(begin)

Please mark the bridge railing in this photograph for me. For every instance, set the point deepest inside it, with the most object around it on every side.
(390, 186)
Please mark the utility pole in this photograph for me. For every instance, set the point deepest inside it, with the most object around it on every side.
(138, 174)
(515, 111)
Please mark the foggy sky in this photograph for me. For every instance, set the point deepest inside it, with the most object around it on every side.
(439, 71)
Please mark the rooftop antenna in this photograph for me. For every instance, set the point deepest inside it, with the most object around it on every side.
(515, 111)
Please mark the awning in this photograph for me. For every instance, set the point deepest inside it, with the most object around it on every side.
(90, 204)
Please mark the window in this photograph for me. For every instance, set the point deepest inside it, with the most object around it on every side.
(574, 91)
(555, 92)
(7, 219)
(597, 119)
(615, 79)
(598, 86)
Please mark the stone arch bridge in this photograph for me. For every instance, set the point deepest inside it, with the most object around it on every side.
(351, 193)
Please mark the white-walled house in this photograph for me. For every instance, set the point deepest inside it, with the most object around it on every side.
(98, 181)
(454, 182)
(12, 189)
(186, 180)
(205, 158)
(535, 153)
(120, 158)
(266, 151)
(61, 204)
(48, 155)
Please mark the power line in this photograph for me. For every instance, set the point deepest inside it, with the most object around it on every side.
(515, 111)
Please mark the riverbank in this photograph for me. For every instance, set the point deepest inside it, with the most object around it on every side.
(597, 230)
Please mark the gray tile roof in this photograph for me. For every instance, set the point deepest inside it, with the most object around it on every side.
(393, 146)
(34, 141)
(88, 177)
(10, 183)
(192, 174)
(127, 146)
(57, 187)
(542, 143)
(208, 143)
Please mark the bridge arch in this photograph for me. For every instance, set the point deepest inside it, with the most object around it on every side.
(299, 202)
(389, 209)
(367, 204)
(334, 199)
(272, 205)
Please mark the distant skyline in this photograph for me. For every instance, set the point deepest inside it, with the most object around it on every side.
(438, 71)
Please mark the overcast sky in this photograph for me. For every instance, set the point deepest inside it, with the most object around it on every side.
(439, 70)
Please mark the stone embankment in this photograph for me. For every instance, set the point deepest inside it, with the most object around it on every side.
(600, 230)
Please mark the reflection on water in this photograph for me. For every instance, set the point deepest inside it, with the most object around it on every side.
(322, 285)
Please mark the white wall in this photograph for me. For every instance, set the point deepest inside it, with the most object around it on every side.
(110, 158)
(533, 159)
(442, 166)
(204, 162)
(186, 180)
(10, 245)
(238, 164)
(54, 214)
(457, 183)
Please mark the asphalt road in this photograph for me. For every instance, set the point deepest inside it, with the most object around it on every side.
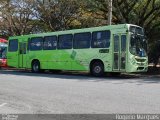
(29, 93)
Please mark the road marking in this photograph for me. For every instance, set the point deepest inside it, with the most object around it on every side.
(3, 104)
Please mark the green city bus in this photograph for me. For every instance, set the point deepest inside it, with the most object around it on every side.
(118, 48)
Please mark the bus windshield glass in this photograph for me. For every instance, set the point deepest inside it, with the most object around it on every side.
(3, 51)
(138, 42)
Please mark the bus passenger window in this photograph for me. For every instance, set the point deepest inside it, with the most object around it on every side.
(65, 41)
(13, 45)
(50, 43)
(100, 39)
(82, 40)
(36, 43)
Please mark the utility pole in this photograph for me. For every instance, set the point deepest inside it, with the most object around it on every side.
(109, 12)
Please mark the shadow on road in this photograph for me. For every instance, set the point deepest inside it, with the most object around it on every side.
(84, 76)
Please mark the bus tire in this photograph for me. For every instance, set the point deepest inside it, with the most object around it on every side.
(97, 69)
(36, 66)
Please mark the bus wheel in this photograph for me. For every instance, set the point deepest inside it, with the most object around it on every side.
(97, 69)
(36, 66)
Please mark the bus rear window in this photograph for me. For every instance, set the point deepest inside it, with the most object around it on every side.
(50, 43)
(13, 45)
(36, 43)
(82, 40)
(100, 39)
(65, 41)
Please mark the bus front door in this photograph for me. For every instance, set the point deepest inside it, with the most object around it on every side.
(119, 53)
(22, 55)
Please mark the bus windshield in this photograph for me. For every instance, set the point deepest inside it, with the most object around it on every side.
(3, 51)
(138, 43)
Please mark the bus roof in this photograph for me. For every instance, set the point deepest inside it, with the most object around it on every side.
(108, 27)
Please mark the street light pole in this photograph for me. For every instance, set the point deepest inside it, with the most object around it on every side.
(109, 12)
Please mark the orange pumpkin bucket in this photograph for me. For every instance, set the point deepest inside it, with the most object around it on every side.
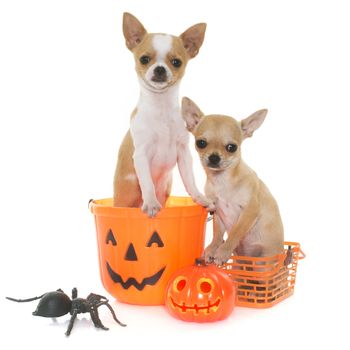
(138, 254)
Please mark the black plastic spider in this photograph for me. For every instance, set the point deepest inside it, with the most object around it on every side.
(57, 303)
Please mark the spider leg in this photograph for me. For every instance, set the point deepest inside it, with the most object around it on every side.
(71, 322)
(24, 300)
(97, 321)
(113, 314)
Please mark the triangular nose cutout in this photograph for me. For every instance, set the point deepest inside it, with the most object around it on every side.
(130, 253)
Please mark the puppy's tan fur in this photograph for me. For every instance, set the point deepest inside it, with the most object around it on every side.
(157, 138)
(245, 208)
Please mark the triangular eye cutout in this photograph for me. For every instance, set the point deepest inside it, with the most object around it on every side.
(110, 238)
(155, 239)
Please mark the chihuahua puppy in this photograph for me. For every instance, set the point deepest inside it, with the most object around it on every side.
(245, 208)
(157, 138)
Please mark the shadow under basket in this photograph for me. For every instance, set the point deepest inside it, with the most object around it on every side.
(264, 282)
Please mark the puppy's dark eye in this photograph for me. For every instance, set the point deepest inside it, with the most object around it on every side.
(176, 62)
(231, 147)
(145, 59)
(201, 143)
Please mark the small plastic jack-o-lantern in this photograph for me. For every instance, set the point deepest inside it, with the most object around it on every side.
(200, 293)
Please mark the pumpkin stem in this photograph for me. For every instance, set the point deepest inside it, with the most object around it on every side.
(200, 261)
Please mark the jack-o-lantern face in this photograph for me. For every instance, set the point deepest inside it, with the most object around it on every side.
(131, 256)
(138, 254)
(200, 293)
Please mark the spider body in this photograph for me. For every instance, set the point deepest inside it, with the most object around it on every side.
(57, 303)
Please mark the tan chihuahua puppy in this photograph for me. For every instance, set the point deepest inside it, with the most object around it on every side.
(245, 208)
(157, 138)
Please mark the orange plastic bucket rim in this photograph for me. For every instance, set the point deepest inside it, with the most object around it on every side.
(138, 254)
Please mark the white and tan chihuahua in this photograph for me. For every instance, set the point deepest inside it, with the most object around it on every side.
(245, 208)
(157, 138)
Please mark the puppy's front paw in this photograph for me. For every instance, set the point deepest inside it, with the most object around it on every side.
(209, 253)
(151, 208)
(205, 202)
(222, 254)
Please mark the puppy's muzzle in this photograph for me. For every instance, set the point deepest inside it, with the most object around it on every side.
(214, 160)
(159, 75)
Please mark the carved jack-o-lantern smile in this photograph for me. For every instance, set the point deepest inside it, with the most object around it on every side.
(131, 255)
(204, 286)
(200, 293)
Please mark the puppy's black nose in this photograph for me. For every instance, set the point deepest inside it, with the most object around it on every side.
(159, 71)
(159, 74)
(214, 159)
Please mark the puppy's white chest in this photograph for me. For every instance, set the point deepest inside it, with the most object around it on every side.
(229, 201)
(155, 131)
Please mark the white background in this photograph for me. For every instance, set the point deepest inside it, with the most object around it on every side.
(67, 87)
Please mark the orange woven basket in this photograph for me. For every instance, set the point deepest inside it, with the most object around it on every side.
(264, 282)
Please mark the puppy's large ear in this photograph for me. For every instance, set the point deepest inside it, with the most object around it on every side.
(133, 30)
(191, 113)
(193, 38)
(253, 122)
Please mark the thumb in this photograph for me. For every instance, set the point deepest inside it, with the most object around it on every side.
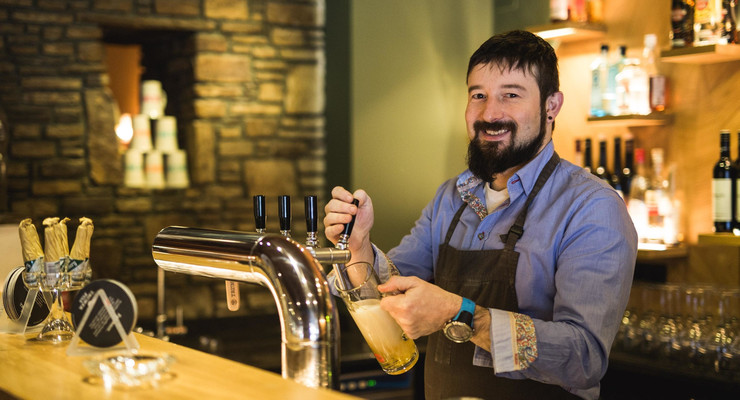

(end)

Directions: Please copy all of the records above word for word, leaving the pictures out of your answer.

Solution to this problem:
Please mark the bridge railing in this photograph for me. For every instance, set the point deepest inside it, with the most object around it on every side.
(390, 186)
Please mark the utility pole in this photograph for me. For every instance, set the point deepest inside it, with the most object around it on every side.
(138, 174)
(515, 111)
Please mark the foggy sky in this photograph for me. For every instance, set the point deepest inside it, with the most object around it on every side.
(439, 71)
Please mark the rooftop antenna in this photograph for me. For every instance, set the point deepest inside it, with the most object around it on every side.
(515, 111)
Please mark the awning in this photograph for me. For every instance, set the point deepest inside it, with the most object around it on every side.
(90, 204)
Please mark the window in this photograph for me. For every instance, set the point deepest inside it, with the most object around it on every side.
(574, 91)
(555, 92)
(7, 219)
(597, 119)
(615, 79)
(598, 86)
Please mark the stone arch bridge in this photograph for me. For every instance, set the point deepest inside it, with the most object around it on every side.
(351, 193)
Please mark the white-walled house in this photograph for me. For every instance, set the point deepest inside it, with the most object around it on every side.
(98, 181)
(454, 182)
(12, 189)
(186, 180)
(205, 158)
(535, 153)
(120, 158)
(266, 151)
(61, 204)
(48, 155)
Please mark the power line in this photograph for me. For every instance, set the point deepest inside it, with the most object around it on every side.
(515, 111)
Please mark the riverbank in this photograph for me. For every instance, set the point deepest inside it, with the most object around it on every side.
(597, 230)
Please mark the gray tile roof in this photograph for me. For every instance, set the point deepest inside it, with the most object around it on every side.
(393, 146)
(34, 141)
(88, 177)
(10, 183)
(192, 174)
(127, 146)
(57, 187)
(542, 143)
(208, 143)
Please mark the bridge arch in this photograph for me. For every instance, set the point deepest inside it, with the most object around it on every side.
(299, 202)
(389, 209)
(367, 204)
(334, 199)
(272, 205)
Please mark the distant skyline in this photograph for me. For every instance, set the point deepest inside it, with the most object around it on every side.
(438, 71)
Please mark the overcast sky in this photograph for me. For every instance, set the point deepest inside it, with the most object around it on every side.
(439, 70)
Please mark the stone embankment in this photograph for me. For every instance, set the point deepest inside it, with the most object around it on every side.
(600, 230)
Please mark the reflection on water in this photograph for me. For every instance, set the point deepest inside it, with the most object around it on every side.
(322, 285)
Please mark the white wall in this photograph for me. For every instance, set the point deepest inside it, with the most object around it on every side.
(110, 158)
(533, 159)
(442, 166)
(204, 162)
(186, 180)
(10, 245)
(238, 164)
(54, 214)
(457, 183)
Please mark the asphalt road in this photograph for me. For every instance, set the point deepest inside it, with the most object around it on every side.
(29, 93)
Please mark the road marking in this photograph for me. For every instance, set the point deepest inside it, with the most object around it on every side.
(3, 104)
Please mark the green city bus in this photograph for me. For every instance, set the point deepest inside it, with the most object around it on every side.
(118, 48)
Please mark the bus windshield glass in this photograph for me. For every instance, set the point deepest inside it, with the most object around it on every side.
(3, 51)
(138, 42)
Please mark the bus passenger window in this photograph for me. For every instance, set the point deepest inside it, with the most object around it on every side.
(65, 41)
(13, 45)
(50, 43)
(100, 39)
(82, 40)
(36, 43)
Please mark the utility pole in this photograph for me. For every instance, set the point deepest inside it, with the most object around it on every side.
(109, 12)
Please mark the shadow on road in this photograph for me. For every instance, set the point deepest inside it, with the most object around it on every side.
(84, 76)
Please mark the bus tire in this photograph for me. For every instance, set the point deepest inside it, with the most object around it on every side.
(97, 69)
(36, 66)
Please mark the bus wheel in this photograph for me. For every instance, set the point deepest inside it, with the most object around it on every side.
(97, 69)
(36, 66)
Please mark the bus rear window in this photograph for me. For every instance, set the point deepest inside it, with the most object around it on every side.
(50, 43)
(13, 45)
(36, 43)
(82, 40)
(100, 39)
(65, 41)
Please mark the bus front door in this photograph for me. For every instance, set the point deepest inside it, with the most object around it on every side.
(119, 53)
(22, 55)
Please mark the bus windshield in this photograph for me. For every instance, set the point deepest inside it, with the most object around it on every side.
(3, 51)
(138, 43)
Please mark the bus roof in this photograph for me. For every instance, set the point deepest inside it, with the most object around it on every side.
(108, 27)
Please mark the street light pole in this photograph for me. For every instance, set the point deepest inside it, with the most object around it on every side.
(109, 12)
Please mark the orange pumpkin bucket in this photograph for me. For every instance, set the point deepest inside it, with the most object around it on every side.
(138, 254)
Please mark the black plastic spider in this photograph for me. For every instance, set the point deepest inside it, with the most object around it on every side.
(57, 303)
Please mark the spider leg in this photograph for me. For every instance, set the point deepest inside it, with the most object around it on every side.
(71, 322)
(24, 300)
(97, 321)
(113, 314)
Please mark the triangular nose cutout in this photograph for me. For every instance, set the point deepest inside it, with the most object around it on every side.
(130, 253)
Please mark the puppy's tan fur in this photograph for me. For every instance, set the point deepest inside it, with the most object around it on every side.
(157, 138)
(245, 208)
Please mark the triangular eye cutout in this photograph for me. For every instance, set the point deepest inside it, with the most object around it on every side.
(110, 238)
(155, 239)
Please mark the chihuahua puppy in this photograph for me. For every instance, set the point deepest inside it, with the most object around it on every side.
(245, 208)
(157, 138)
Please mark the shadow under basket in this photograph for me. For every instance, set the point deepest inside it, with the most object around it on every side.
(264, 282)
Please mark the puppy's dark eye in this photograph for me. For every instance, set the point deepest inside it, with the most object around it on every side.
(176, 62)
(231, 147)
(145, 59)
(201, 143)
Please mark the small plastic jack-o-lantern in this photograph for me. For every instance, set the point deepest inside it, with the most object around it on every side.
(200, 293)
Please mark the pumpkin stem in this photograph for me. For every instance, set the point deepest inside it, with the most object around it on every side.
(200, 261)
Please mark the jack-o-lantern face in this photograph for me. For every instance, set the point deepest inside it, with the most object around it on every side.
(131, 256)
(138, 254)
(200, 293)
Please mark the spider body in this photograph for me. For every instance, set the point deepest inside it, with the most object around it on every side.
(57, 303)
Please mark the tan chihuahua puppy in this photograph for me. For every instance, set the point deepest inside it, with the most object around it on every side.
(245, 208)
(157, 138)
Please mark the orange plastic bucket rim in this photograph for me. For every instance, set the point deepest inside it, with the most object around it on every side.
(138, 254)
Please mark the white and tan chihuahua in this photograph for me. For every instance, set the point deepest inside it, with the most object around it on every side.
(245, 208)
(157, 138)
Please mark the puppy's front paw in this photograph for me. For every instance, set the point deepest inside it, with the most object around it on every side.
(209, 253)
(151, 208)
(205, 202)
(222, 254)
Please mark the puppy's muzzle in this photograph for me. For every instance, set the point deepest inside it, with the most object around it on every side.
(214, 160)
(159, 75)
Please mark the carved jack-o-lantern smile in this photograph for me. For every instance, set the point deepest inside it, with the most object around it on every side.
(131, 255)
(204, 286)
(200, 293)
Please mark the puppy's black nose in this photograph for me. For every instance, set the point deepest inside it, with the most object around it on every side.
(159, 71)
(159, 74)
(214, 159)
Please mark the puppy's white chest in this photograph for me. For every instance, set the point deepest inside it, with the most object around it on every side.
(229, 201)
(155, 131)
Please mark the white background in this photograph for me. For every instance, set the point deepest inside it, with the most object around it on every side.
(67, 87)
Please mark the orange woven basket in this photograph for me. For every instance, set the point deepest inside it, with the most object around it on every side.
(264, 282)
Please mark the puppy's large ear in this photograph for me. For every instance, set the point deepest inside it, with the most object around it on every side.
(133, 30)
(191, 113)
(193, 38)
(253, 122)
Please mark the thumb in this photograph for me. For every instance, set the point deepest inside it, with the most object around it on every side.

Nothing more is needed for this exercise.